Tarefas -
A) Transcreva do trecho do discurso de posse tudo o que vai de "Estou convencido de" até "brasileiros e brasileiras.".
B) No trecho do discurso de posse, o que significa ser honesto, além de não roubar e não deixar roubar?
==== Texto da página
É preciso enfrentar com determinação e derrotar a verdadeira cultura da impunidade que prevalece em certos setores da vida pública.

Não permitiremos que a corrupção, a sonegação e o desperdício continuem privando a população de recursos que são seus e que tanto poderiam ajudar na sua dura luta pela sobrevivência.

            E continua Lula no seu discurso de posse:

Ser honesto é mais do que apenas não roubar e não deixar roubar. É também aplicar com eficiência e transparência, sem desperdícios, os recursos públicos focados em resultados sociais concretos.

Estou convencido de que temos, dessa forma, uma chance única de superar os principais entraves ao desenvolvimento sustentado do País. E acreditem, acreditem mesmo, não pretendo desperdiçar essa oportunidade conquistada com a luta de muitos milhões e milhões de brasileiros e brasileiras.
========
==== Lista de registros
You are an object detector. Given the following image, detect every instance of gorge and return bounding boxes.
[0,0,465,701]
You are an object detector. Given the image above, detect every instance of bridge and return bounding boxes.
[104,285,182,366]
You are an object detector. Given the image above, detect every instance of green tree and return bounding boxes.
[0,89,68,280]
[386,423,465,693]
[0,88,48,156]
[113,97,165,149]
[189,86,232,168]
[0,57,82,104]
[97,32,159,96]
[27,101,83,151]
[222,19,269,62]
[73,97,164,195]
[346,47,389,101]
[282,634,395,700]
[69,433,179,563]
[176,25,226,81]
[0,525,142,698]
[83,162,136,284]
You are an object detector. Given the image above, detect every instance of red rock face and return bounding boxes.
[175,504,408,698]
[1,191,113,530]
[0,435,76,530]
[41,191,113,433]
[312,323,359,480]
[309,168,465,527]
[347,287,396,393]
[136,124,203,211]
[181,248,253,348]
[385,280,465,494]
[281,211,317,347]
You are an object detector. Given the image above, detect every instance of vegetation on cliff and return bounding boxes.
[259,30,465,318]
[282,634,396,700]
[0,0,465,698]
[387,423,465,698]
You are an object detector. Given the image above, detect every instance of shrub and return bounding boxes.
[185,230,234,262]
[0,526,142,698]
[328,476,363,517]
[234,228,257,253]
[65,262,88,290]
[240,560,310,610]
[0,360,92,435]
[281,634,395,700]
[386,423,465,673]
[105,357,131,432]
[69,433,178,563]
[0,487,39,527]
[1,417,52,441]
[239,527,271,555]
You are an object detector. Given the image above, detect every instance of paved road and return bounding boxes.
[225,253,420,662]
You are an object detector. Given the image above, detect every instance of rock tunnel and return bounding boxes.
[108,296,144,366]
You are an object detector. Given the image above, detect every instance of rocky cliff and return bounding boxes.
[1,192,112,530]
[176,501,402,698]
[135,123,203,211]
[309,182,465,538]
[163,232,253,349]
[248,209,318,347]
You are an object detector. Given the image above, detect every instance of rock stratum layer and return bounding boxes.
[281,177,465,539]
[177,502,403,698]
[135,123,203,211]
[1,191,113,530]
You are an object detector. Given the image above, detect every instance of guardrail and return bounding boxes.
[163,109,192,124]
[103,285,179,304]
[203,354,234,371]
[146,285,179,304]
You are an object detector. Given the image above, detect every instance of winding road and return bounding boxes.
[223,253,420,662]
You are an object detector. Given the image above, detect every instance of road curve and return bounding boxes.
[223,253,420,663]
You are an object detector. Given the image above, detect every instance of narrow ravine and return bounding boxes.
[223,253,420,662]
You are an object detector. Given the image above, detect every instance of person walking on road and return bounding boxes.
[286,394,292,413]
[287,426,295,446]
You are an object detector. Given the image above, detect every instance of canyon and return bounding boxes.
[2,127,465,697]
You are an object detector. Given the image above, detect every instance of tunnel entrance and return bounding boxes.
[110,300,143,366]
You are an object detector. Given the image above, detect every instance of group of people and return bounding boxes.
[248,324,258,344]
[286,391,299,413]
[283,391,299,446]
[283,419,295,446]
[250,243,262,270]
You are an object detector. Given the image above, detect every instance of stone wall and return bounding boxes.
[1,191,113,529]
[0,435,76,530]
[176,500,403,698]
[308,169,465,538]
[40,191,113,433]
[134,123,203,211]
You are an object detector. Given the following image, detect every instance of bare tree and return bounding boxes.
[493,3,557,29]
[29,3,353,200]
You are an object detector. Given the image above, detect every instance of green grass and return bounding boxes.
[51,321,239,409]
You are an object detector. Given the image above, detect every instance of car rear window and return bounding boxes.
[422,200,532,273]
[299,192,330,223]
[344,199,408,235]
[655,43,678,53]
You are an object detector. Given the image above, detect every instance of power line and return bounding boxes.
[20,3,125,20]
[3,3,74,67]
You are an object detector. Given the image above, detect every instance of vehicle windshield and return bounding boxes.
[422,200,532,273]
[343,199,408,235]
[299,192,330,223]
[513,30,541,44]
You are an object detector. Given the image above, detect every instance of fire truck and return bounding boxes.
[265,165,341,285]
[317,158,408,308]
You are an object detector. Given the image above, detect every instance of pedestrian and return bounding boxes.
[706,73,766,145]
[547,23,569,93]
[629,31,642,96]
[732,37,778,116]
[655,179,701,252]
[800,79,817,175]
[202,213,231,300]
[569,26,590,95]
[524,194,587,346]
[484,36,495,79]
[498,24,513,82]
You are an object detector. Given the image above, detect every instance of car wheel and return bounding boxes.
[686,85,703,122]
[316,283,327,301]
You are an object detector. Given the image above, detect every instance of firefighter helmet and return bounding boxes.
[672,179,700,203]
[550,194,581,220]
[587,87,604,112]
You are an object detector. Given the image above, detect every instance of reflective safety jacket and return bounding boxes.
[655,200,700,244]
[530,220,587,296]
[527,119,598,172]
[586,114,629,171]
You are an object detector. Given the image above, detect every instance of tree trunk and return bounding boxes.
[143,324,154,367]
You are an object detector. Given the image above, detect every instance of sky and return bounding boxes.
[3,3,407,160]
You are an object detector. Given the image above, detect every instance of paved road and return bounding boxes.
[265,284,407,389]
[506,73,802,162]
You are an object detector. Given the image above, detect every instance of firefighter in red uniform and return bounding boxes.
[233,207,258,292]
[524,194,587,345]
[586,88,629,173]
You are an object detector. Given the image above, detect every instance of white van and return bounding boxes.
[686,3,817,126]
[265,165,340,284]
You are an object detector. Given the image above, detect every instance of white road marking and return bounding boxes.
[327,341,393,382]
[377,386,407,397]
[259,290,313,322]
========
Respostas por tarefa -
A)
Estou convencido de que temos, dessa forma, uma chance única de superar os principais entraves ao desenvolvimento sustentado do País. E acreditem, acreditem mesmo, não pretendo desperdiçar essa oportunidade conquistada com a luta de muitos milhões e milhões de brasileiros e brasileiras.

B) Significa também aplicar com eficiência e transparência, sem desperdícios, os recursos públicos focados em resultados sociais concretos.